London, Middlesex, England
August 13, 1835
(FROM OUR OWN CORRESPONDENT)
Dublin, Aug. 10
GALWAY ASSIZES- Crown Court, Thursday.
Michael Ryan and Thomas Collins were placed at the bar,
charged with the wilful murder of Honora Ryan.
Patrick Hession was the first witness sworn- Was in the
service of Mr. Killikelly as a shepherd. Recollects the 2d or 3d of February. It
was on the night of Monday. Met a woman's cloak. Took it up and brought it home.
Went in the same direction again. Saw blood on the cloak
John Atkinson, the son of Chief Constable sworn.- On
the morning of Tuesday went out on a search three-fourths of a mile from
Dunmore. Saw a man with a bundle of clothes, a cloak and a gown. There was blood
on the gown. Saw them with Patrick Sweeny. Gave them to the policeman. On
searching saw a human body in the river. Its head was cut off. Found the head 12
yards above the body, lying in the centre of the river; took it up by the hair,
and upon examination found a head fitted to the body; the neck was shrunk and
would not fit; knows it to be the body of the woman; found a small pair of
shoes; saw the blood 13 or 14 yards from the river; the ground was wet with it;
it appeared in three several places opposite to where he found the body; saw
wool between the teeth; was present when the remains were recognized by the wife
of one of the prisoners; this was on Tuesday; the coroner was sent for, and
swore the jury in the evening of that day; saw a dark gray cloak.

Instruction 1: According to the court report, how far above the body was the head found in the river?
These records are unrelated to the text.

[Entries from a point annotation set]
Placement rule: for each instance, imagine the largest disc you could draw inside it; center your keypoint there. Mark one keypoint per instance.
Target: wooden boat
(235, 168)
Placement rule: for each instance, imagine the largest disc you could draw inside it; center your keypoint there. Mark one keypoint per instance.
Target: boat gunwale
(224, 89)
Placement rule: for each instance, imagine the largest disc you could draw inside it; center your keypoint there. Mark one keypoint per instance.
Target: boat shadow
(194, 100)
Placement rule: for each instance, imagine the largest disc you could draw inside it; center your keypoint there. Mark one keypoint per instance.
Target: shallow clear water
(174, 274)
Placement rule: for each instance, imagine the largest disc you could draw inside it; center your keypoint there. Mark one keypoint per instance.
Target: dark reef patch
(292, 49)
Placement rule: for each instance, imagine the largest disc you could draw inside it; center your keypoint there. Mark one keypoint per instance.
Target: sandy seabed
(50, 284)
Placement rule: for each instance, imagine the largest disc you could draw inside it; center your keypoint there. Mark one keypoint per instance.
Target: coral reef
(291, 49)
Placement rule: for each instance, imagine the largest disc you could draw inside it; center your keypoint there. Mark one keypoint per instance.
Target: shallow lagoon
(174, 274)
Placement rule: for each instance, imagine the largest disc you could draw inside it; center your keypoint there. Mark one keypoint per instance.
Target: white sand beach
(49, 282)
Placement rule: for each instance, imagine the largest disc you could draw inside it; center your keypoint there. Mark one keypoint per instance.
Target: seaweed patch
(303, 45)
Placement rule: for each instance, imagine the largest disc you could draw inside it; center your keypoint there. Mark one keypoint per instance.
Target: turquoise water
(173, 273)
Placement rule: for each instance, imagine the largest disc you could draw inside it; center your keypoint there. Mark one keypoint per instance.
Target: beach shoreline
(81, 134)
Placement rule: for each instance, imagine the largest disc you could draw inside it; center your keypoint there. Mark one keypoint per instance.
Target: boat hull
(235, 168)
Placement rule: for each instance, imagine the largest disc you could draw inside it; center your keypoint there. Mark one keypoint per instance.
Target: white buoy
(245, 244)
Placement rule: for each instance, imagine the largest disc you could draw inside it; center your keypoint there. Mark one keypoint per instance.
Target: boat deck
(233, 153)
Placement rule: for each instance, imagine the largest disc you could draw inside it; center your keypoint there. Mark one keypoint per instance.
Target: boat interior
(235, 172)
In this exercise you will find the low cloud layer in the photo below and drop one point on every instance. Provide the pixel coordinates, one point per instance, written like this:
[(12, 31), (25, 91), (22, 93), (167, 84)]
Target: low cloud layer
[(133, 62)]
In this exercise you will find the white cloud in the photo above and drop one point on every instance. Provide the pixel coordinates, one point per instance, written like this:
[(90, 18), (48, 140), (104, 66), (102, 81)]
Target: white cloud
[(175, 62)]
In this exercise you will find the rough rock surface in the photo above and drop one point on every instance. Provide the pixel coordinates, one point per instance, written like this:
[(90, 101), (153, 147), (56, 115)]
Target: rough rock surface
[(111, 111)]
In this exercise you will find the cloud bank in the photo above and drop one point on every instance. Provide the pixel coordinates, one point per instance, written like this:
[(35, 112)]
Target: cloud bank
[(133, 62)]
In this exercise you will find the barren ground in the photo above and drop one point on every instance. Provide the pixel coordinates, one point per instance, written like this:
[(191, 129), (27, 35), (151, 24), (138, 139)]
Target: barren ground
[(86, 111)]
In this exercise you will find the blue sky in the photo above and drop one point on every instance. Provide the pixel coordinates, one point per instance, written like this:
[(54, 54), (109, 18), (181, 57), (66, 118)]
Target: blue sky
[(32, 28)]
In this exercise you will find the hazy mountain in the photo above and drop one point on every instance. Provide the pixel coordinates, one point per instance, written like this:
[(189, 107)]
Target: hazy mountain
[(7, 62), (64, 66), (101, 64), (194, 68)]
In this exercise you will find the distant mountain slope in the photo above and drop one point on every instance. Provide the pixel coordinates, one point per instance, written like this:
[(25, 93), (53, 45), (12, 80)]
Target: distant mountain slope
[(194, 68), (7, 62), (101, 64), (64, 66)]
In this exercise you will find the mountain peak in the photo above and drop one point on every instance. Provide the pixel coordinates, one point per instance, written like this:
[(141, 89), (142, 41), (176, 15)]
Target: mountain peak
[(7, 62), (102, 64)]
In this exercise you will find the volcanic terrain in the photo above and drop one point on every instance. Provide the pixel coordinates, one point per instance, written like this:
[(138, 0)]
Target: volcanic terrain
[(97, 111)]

Instruction 2: In the records, reproduce the stretch from the line containing "In this exercise you will find the rough" through the line containing "[(86, 111)]", swapping "exercise" for "task" wherever it occurs and leaving everything else unchanged.

Task solution 1: 12 yards

Task solution 2:
In this task you will find the rough rock surface in the photo above and drop one point on every instance. Provide the pixel coordinates, one point per instance, written like this:
[(90, 101), (153, 147), (56, 115)]
Target: rough rock surface
[(111, 111)]
In this task you will find the cloud bank in the photo above and drop one point on every instance. Provide the pixel coordinates, one point per instance, written like this:
[(35, 112)]
Target: cloud bank
[(133, 62)]
In this task you will find the barren ground in the photo above and drop one point on every instance. Provide the pixel coordinates, one point per instance, written like this:
[(191, 129), (27, 35), (151, 24), (138, 139)]
Target: barren ground
[(86, 111)]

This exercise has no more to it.